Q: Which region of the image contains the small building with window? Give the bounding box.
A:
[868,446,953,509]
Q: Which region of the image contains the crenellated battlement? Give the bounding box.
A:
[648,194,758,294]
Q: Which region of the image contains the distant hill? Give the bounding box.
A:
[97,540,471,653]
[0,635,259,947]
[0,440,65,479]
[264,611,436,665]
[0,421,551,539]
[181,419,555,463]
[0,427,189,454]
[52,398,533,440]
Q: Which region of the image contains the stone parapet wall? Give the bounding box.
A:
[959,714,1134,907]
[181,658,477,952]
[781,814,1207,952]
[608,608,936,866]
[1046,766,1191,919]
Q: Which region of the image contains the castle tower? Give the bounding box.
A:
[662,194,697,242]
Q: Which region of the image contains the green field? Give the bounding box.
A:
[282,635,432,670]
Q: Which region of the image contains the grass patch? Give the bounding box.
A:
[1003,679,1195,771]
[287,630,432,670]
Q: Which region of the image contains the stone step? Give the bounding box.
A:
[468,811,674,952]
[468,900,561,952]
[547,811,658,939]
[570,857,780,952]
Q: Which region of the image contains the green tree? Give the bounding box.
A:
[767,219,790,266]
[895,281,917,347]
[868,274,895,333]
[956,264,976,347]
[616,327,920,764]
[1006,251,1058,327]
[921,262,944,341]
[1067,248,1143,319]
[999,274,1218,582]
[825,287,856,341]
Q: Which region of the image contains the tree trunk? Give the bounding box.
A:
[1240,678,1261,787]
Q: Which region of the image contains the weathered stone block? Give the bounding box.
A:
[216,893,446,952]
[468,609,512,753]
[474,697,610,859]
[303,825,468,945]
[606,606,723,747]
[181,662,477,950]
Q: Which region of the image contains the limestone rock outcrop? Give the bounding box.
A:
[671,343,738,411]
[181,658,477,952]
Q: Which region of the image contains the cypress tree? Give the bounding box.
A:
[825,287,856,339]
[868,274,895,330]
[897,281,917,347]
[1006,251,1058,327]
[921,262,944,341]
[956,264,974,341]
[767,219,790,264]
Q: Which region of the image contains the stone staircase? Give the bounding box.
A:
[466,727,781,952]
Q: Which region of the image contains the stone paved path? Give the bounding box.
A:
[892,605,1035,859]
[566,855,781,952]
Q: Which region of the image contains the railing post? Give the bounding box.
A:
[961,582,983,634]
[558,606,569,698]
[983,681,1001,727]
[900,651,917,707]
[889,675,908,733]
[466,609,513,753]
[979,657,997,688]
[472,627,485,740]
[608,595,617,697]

- **TASK REQUIREMENTS**
Turn all of the data above into a numbered list, one line per item, and leave out any blank lines.

- **SOLUTION FOR THIS PROBLEM**
1. Q: Which region of the image contains the small building with window? Give the bounding box.
2. A:
3. [868,446,953,509]
4. Q: Which region of the image contains the crenellated battlement? Give the bounding box.
5. A:
6. [648,194,758,294]
7. Q: Which region of the image contains the distant hill? Give the bounding box.
8. A:
9. [97,540,471,653]
10. [0,635,259,947]
11. [0,440,65,479]
12. [264,611,436,665]
13. [0,421,551,539]
14. [181,419,555,463]
15. [0,427,189,454]
16. [52,398,533,440]
17. Q: Which region of the image contains the stone parapet wall? Give the bounding box.
18. A:
19. [959,714,1134,907]
20. [181,658,477,952]
21. [781,814,1207,952]
22. [608,608,936,866]
23. [1046,766,1191,919]
24. Q: Which region of the image contains the castle tower? Give the bounding box.
25. A:
26. [662,194,697,242]
27. Q: Which region of the image contains the green field? Give the bounding box.
28. A:
29. [282,635,432,670]
30. Q: Which region of the image contains the grass patch? Give the bounding box.
31. A:
32. [1003,679,1195,771]
33. [287,630,432,670]
34. Q: Which region of the image contains the stone step? Give the bounding box.
35. A:
36. [468,811,674,952]
37. [468,900,561,952]
38. [547,811,658,939]
39. [570,857,780,952]
40. Q: Which region of the image contains the green tree? Give the bounding box.
41. A:
42. [767,219,790,266]
43. [895,281,917,347]
44. [868,274,895,333]
45. [956,264,976,347]
46. [616,327,920,764]
47. [1006,251,1058,327]
48. [921,262,944,341]
49. [1067,248,1143,319]
50. [999,274,1218,582]
51. [825,287,856,341]
52. Q: Which region of the image contains the tree trunk? Give the bounding box.
53. A:
54. [1240,678,1261,787]
55. Q: Which region of the image contains the weathered stone block? Give the bounding box.
56. A:
57. [216,893,446,952]
58. [468,609,512,753]
59. [474,697,610,859]
60. [303,825,468,945]
61. [606,606,723,747]
62. [181,662,477,950]
63. Q: Which region of the image contains the limestone rock outcrop? Give the bounding box.
64. A:
65. [671,343,738,411]
66. [181,658,477,952]
67. Q: Which region of the image contains the cypress tree? Give the bounding box.
68. A:
69. [825,287,856,339]
70. [868,274,895,330]
71. [897,281,917,347]
72. [1006,251,1058,327]
73. [921,262,944,341]
74. [956,264,974,341]
75. [767,219,790,264]
76. Q: Which region of the image contains the stone staircase? Give the bounding box.
77. A:
78. [466,727,781,952]
79. Q: Which region of the image contains the stone paved path? Give the bounding box.
80. A:
81. [892,605,1035,859]
82. [566,855,781,952]
83. Q: Which region of the image contains the railing post? Give the bounding box.
84. A:
85. [961,582,983,634]
86. [558,606,569,698]
87. [983,681,1001,727]
88. [900,651,917,707]
89. [889,675,908,733]
90. [466,609,513,753]
91. [979,657,997,688]
92. [472,627,485,740]
93. [608,595,617,697]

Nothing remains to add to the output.